Your instructions: Convert the lines of the items below, from the line with "Indicate the tall" through the final line of the items, into a JSON list of strings with one string per line, skipping any blank lines.
-- start of Provided records --
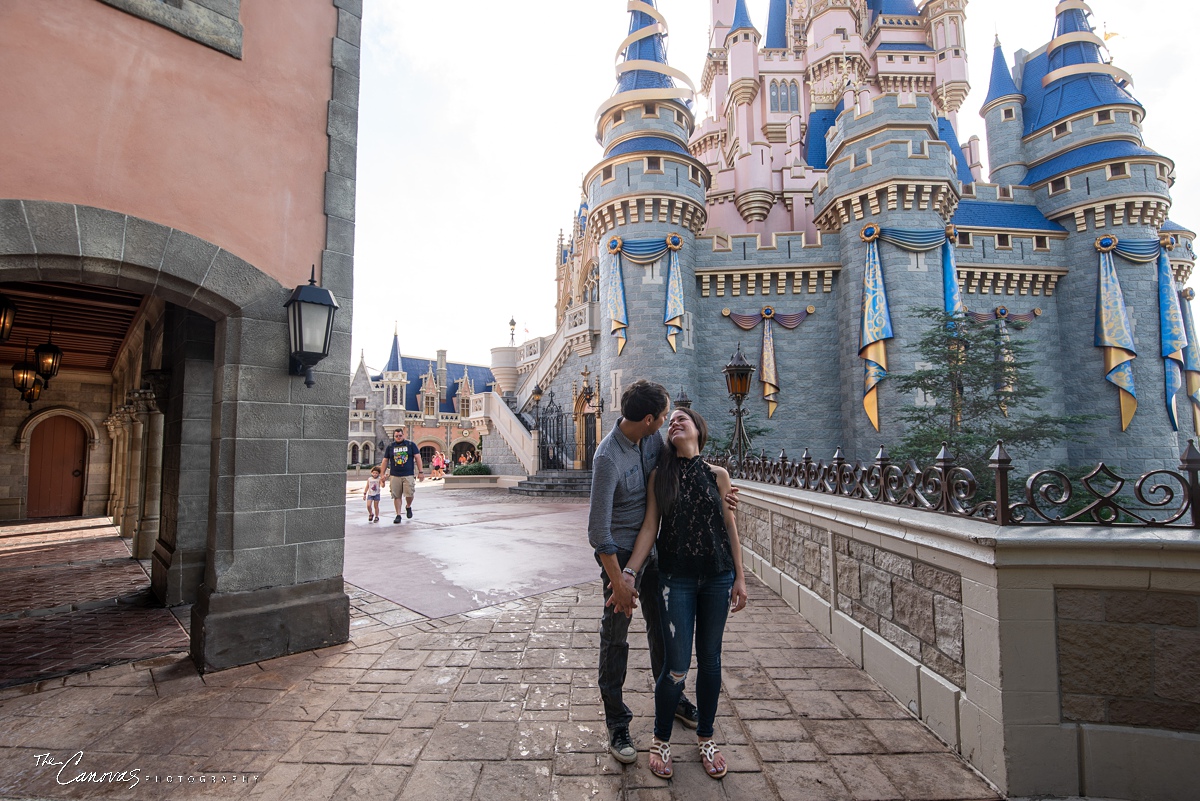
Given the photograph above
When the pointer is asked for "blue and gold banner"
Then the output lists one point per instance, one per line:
(876, 325)
(768, 373)
(1191, 356)
(1114, 332)
(616, 308)
(1173, 336)
(643, 252)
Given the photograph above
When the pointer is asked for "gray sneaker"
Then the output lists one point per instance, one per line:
(621, 746)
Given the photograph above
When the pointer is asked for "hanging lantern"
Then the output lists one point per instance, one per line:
(33, 393)
(47, 357)
(24, 373)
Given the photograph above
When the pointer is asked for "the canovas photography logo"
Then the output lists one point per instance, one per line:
(72, 770)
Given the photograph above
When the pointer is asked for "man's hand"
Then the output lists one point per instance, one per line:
(731, 499)
(624, 597)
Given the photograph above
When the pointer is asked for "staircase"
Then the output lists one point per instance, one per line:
(556, 483)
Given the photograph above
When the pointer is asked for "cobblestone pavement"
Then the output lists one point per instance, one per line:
(71, 598)
(495, 704)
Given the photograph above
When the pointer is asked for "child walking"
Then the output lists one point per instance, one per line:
(371, 493)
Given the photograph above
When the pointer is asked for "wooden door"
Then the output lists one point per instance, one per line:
(57, 468)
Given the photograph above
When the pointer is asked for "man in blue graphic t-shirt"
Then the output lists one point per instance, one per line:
(399, 462)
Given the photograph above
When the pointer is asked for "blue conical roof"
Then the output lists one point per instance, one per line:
(1001, 77)
(742, 18)
(777, 24)
(1073, 94)
(652, 48)
(393, 365)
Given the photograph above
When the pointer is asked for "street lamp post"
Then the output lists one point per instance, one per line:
(737, 381)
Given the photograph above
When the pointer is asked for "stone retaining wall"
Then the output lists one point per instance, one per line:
(1129, 658)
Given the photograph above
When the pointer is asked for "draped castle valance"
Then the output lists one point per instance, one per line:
(1114, 331)
(768, 373)
(645, 251)
(876, 321)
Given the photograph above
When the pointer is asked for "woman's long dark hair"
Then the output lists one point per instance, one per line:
(666, 482)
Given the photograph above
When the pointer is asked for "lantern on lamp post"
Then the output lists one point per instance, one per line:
(737, 381)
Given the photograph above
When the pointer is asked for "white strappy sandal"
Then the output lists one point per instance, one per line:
(708, 751)
(661, 750)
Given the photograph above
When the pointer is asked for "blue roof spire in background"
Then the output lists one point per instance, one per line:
(742, 18)
(651, 48)
(394, 357)
(777, 24)
(1001, 77)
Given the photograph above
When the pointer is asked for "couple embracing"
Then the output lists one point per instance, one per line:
(661, 524)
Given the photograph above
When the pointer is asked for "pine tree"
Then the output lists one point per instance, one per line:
(981, 389)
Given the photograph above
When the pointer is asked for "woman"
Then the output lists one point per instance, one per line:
(701, 579)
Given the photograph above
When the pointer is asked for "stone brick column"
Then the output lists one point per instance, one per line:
(186, 403)
(151, 482)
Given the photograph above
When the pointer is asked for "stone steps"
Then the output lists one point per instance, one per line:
(556, 483)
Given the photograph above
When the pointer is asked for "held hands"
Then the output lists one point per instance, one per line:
(624, 597)
(738, 595)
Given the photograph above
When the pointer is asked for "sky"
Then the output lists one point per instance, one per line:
(477, 126)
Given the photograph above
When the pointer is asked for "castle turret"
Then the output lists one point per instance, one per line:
(1091, 173)
(1005, 119)
(751, 167)
(646, 206)
(947, 20)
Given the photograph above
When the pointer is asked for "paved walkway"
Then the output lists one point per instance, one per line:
(492, 703)
(71, 598)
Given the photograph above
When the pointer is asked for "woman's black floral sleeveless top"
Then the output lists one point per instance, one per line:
(693, 540)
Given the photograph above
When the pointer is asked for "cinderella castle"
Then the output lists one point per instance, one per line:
(827, 197)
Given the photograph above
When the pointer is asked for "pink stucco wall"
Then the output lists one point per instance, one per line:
(101, 108)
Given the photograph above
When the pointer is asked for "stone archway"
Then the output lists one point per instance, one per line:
(256, 546)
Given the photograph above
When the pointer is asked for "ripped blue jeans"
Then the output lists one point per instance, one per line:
(691, 607)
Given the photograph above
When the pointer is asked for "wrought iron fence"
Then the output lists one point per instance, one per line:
(1049, 497)
(558, 446)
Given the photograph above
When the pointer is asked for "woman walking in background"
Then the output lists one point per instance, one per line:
(701, 579)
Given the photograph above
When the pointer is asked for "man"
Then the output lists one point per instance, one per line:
(399, 461)
(622, 464)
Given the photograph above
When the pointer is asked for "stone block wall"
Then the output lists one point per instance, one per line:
(1129, 657)
(915, 606)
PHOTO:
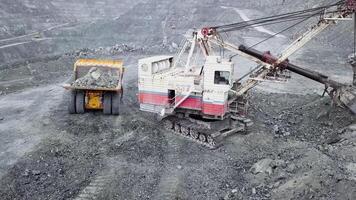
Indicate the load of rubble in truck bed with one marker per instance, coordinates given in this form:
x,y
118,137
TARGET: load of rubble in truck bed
x,y
97,78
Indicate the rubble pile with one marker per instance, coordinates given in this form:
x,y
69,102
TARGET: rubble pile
x,y
97,78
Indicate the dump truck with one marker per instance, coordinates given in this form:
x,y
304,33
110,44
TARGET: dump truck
x,y
96,85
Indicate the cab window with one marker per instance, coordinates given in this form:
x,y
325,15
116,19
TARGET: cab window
x,y
222,78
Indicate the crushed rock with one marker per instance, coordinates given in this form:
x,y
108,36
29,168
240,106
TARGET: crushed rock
x,y
97,78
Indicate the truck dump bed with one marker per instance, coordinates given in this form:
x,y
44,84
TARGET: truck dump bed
x,y
100,75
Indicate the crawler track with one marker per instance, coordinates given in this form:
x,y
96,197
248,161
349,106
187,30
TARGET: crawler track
x,y
197,133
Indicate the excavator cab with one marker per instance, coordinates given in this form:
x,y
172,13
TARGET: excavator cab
x,y
218,81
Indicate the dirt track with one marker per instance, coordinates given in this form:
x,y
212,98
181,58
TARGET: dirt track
x,y
45,153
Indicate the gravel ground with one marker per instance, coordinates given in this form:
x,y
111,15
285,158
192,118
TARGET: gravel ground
x,y
300,147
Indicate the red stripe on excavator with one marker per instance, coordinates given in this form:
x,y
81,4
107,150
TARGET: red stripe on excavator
x,y
214,109
189,103
153,98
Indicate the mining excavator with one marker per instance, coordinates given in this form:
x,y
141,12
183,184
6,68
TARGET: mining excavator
x,y
194,92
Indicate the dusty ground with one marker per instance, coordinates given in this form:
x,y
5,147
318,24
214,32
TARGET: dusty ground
x,y
295,150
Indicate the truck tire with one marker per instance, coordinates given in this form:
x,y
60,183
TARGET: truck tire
x,y
72,102
115,100
80,102
107,103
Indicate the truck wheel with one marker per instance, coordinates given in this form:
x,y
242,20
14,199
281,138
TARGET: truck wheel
x,y
107,103
80,102
115,100
72,102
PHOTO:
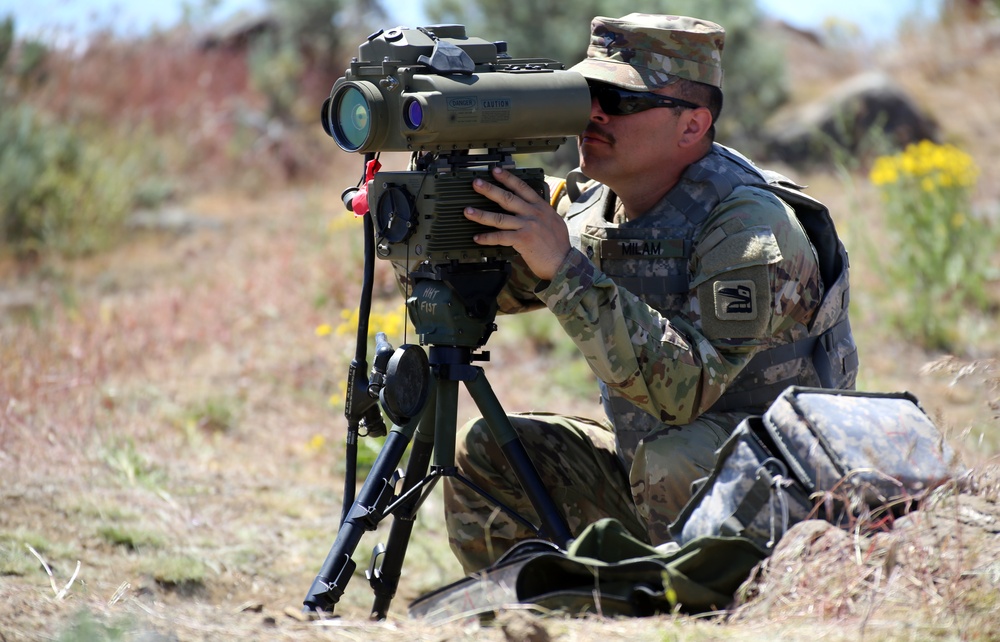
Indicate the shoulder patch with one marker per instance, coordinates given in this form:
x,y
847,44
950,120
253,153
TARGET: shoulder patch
x,y
735,300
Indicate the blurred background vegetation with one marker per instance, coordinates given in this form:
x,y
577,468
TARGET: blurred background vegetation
x,y
195,107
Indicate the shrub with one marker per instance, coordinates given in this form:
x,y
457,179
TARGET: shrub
x,y
57,192
943,251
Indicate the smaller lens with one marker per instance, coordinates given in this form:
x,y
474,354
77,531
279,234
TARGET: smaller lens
x,y
414,114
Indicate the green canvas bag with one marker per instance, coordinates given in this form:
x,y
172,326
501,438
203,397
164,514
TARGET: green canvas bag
x,y
605,571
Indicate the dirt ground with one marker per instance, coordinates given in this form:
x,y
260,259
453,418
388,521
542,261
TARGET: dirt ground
x,y
171,450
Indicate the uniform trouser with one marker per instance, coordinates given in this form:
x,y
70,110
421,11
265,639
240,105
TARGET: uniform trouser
x,y
580,466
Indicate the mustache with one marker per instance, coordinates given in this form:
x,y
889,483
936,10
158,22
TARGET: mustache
x,y
596,130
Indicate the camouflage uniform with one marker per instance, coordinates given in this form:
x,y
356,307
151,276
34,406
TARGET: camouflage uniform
x,y
669,309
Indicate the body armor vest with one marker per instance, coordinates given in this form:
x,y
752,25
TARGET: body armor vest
x,y
650,258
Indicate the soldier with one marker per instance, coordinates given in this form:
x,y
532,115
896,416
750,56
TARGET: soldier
x,y
695,293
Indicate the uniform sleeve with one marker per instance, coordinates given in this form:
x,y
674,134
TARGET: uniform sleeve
x,y
752,269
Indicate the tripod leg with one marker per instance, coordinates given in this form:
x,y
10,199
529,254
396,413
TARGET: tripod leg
x,y
365,514
385,579
554,524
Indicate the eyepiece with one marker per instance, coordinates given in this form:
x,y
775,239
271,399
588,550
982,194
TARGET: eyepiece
x,y
414,114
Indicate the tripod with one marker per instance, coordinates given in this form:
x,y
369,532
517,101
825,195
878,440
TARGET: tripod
x,y
453,307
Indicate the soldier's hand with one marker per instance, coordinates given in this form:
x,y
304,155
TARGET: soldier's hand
x,y
532,227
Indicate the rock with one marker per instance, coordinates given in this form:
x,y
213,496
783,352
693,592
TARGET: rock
x,y
865,104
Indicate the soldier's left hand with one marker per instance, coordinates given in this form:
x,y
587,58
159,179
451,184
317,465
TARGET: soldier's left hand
x,y
532,226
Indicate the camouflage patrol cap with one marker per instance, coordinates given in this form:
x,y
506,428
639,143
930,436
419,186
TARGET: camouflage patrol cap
x,y
643,51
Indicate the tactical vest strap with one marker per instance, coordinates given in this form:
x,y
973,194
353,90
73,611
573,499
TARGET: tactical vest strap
x,y
669,284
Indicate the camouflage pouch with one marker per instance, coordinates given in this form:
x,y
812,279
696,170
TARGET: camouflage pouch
x,y
816,452
749,494
879,449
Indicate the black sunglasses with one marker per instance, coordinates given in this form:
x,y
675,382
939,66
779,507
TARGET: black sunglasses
x,y
615,101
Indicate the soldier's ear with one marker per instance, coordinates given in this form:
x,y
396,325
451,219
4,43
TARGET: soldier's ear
x,y
694,125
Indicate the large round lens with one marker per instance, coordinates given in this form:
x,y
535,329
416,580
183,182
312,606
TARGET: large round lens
x,y
354,119
414,114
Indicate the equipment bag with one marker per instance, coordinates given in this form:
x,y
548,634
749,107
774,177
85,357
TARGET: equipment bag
x,y
831,454
605,571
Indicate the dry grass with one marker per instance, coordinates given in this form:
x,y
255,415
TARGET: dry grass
x,y
210,529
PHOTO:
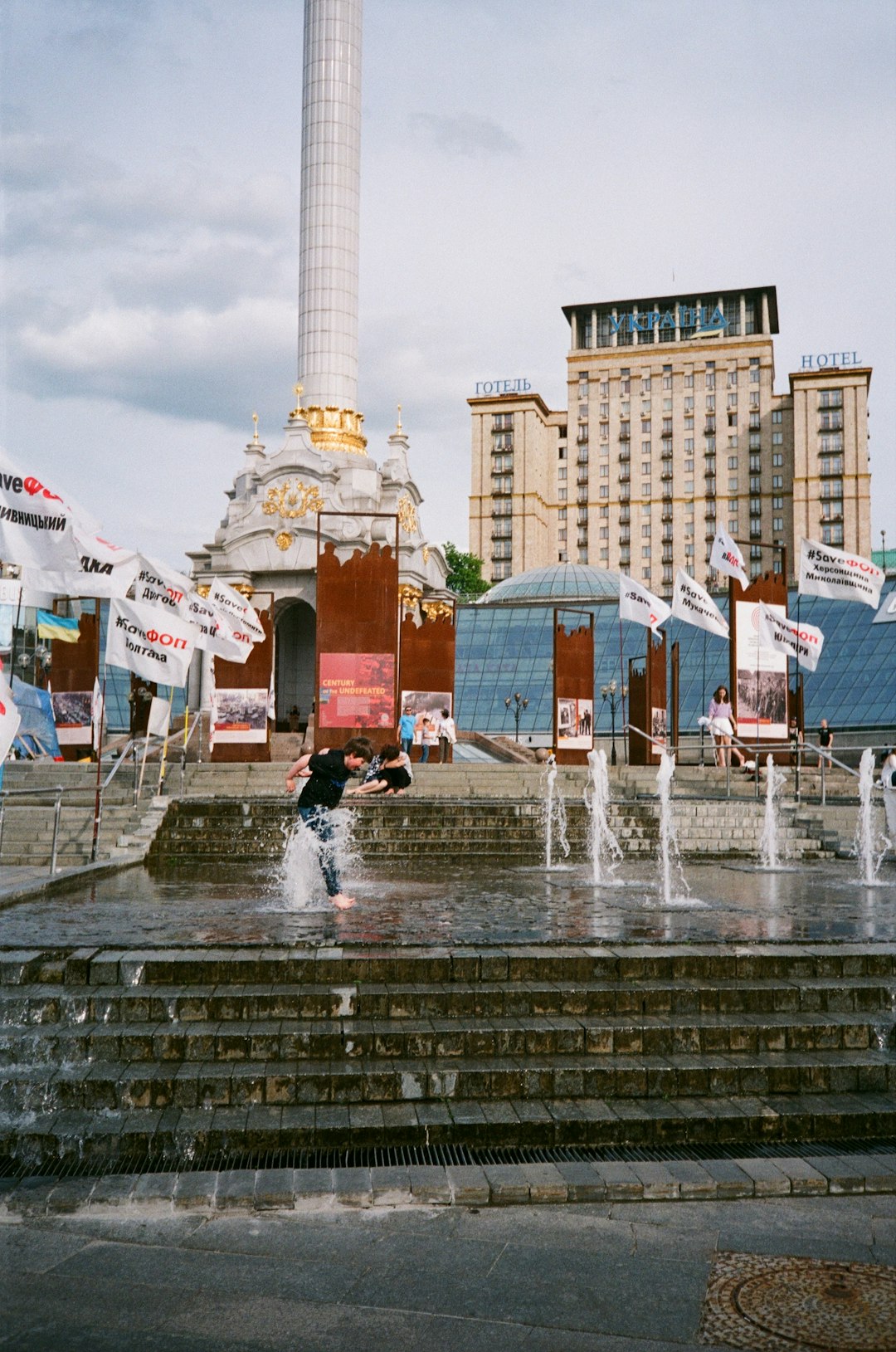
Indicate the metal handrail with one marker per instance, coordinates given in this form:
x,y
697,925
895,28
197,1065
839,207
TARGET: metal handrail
x,y
58,790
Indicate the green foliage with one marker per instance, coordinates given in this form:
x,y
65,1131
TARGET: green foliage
x,y
465,572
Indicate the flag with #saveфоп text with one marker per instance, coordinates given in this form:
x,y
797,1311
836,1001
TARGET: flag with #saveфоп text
x,y
779,634
637,603
837,575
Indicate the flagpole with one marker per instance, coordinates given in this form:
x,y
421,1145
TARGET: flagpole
x,y
98,802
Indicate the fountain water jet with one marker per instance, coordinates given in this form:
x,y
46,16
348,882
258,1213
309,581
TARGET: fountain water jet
x,y
670,860
769,842
606,851
870,845
554,816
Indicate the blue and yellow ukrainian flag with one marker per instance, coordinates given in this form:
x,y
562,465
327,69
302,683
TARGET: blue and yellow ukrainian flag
x,y
57,627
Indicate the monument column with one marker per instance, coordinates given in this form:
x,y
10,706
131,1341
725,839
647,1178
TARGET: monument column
x,y
329,225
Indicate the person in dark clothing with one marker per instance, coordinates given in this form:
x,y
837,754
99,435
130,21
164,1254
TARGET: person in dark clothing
x,y
328,774
391,775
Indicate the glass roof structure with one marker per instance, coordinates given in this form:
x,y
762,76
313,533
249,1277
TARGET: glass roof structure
x,y
506,647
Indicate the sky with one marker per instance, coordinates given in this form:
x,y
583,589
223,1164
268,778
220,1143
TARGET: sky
x,y
517,157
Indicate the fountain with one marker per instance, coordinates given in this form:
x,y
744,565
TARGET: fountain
x,y
670,861
554,816
870,845
604,849
769,842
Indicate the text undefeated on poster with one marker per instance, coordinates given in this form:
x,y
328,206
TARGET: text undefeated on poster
x,y
761,677
357,690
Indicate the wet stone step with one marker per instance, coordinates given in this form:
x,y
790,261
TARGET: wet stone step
x,y
75,1135
107,1085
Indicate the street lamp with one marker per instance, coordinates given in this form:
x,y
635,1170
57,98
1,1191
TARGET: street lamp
x,y
519,705
615,696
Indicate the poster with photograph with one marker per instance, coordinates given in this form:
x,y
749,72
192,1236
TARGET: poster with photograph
x,y
357,690
241,715
72,710
761,677
575,725
426,703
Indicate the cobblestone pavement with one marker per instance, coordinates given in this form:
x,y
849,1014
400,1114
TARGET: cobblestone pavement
x,y
592,1278
227,905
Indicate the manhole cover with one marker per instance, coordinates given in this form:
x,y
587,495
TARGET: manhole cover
x,y
799,1305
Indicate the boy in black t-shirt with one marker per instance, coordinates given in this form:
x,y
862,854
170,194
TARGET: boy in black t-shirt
x,y
328,774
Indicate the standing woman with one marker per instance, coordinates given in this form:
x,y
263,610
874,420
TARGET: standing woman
x,y
723,726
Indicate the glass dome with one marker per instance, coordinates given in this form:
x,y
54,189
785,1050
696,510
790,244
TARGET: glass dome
x,y
557,583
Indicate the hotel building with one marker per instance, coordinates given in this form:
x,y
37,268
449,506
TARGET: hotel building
x,y
672,429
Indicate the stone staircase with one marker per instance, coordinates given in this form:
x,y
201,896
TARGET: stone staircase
x,y
110,1055
27,825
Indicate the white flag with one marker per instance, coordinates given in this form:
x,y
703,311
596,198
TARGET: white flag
x,y
217,634
830,572
694,603
105,569
637,603
726,557
779,634
887,614
150,644
10,720
98,711
157,584
36,524
225,598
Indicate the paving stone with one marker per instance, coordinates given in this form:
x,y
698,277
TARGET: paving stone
x,y
236,1190
195,1190
621,1180
768,1179
507,1184
468,1184
430,1184
730,1179
389,1184
353,1188
275,1190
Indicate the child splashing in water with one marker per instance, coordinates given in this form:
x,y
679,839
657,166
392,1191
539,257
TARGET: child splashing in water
x,y
328,774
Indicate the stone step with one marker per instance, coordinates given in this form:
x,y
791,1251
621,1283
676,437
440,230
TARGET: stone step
x,y
40,1006
622,963
75,1135
316,1036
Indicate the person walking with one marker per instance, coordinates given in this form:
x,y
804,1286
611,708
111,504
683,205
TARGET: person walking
x,y
723,726
328,774
406,730
448,735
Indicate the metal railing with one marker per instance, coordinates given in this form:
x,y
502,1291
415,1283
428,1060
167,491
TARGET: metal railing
x,y
57,791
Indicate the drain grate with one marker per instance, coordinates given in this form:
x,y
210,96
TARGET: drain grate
x,y
391,1156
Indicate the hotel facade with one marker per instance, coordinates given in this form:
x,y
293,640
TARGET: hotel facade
x,y
672,429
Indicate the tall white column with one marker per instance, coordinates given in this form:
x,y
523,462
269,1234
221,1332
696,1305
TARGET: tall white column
x,y
330,203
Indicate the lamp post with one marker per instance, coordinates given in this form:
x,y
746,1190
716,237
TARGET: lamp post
x,y
615,696
519,705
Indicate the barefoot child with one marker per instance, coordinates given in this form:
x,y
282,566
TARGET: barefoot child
x,y
328,774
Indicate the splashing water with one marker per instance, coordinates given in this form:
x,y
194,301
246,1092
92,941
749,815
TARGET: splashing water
x,y
300,878
769,842
554,816
870,845
670,860
606,851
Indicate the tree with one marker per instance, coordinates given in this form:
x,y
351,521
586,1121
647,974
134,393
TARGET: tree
-- end of Provided records --
Completed exercise:
[
  "Indicate the tall white column with one marker per instance, coordinates given in this form:",
  "x,y",
  "523,462",
  "269,1234",
  "221,1332",
  "696,1305",
  "TARGET: tall white column",
  "x,y",
  "330,203",
  "Indicate the lamp post with one marker per instance, coordinates given in this form:",
  "x,y",
  "746,1190",
  "716,237",
  "TARGET: lamp post",
  "x,y",
  "615,696",
  "519,705",
  "Indicate the barefoot child with one marker per instance, coordinates given in this form:",
  "x,y",
  "282,566",
  "TARGET: barefoot child",
  "x,y",
  "328,774",
  "Indicate the splashing water with one marker per instance, coordinates given in this form:",
  "x,y",
  "194,301",
  "246,1092",
  "92,941",
  "749,815",
  "TARGET: splashing water",
  "x,y",
  "300,878",
  "769,842",
  "554,816",
  "870,845",
  "670,860",
  "606,851",
  "Indicate the tree with one marker per instance, coordinates given in this form:",
  "x,y",
  "351,521",
  "586,1121",
  "647,974",
  "134,393",
  "TARGET: tree"
]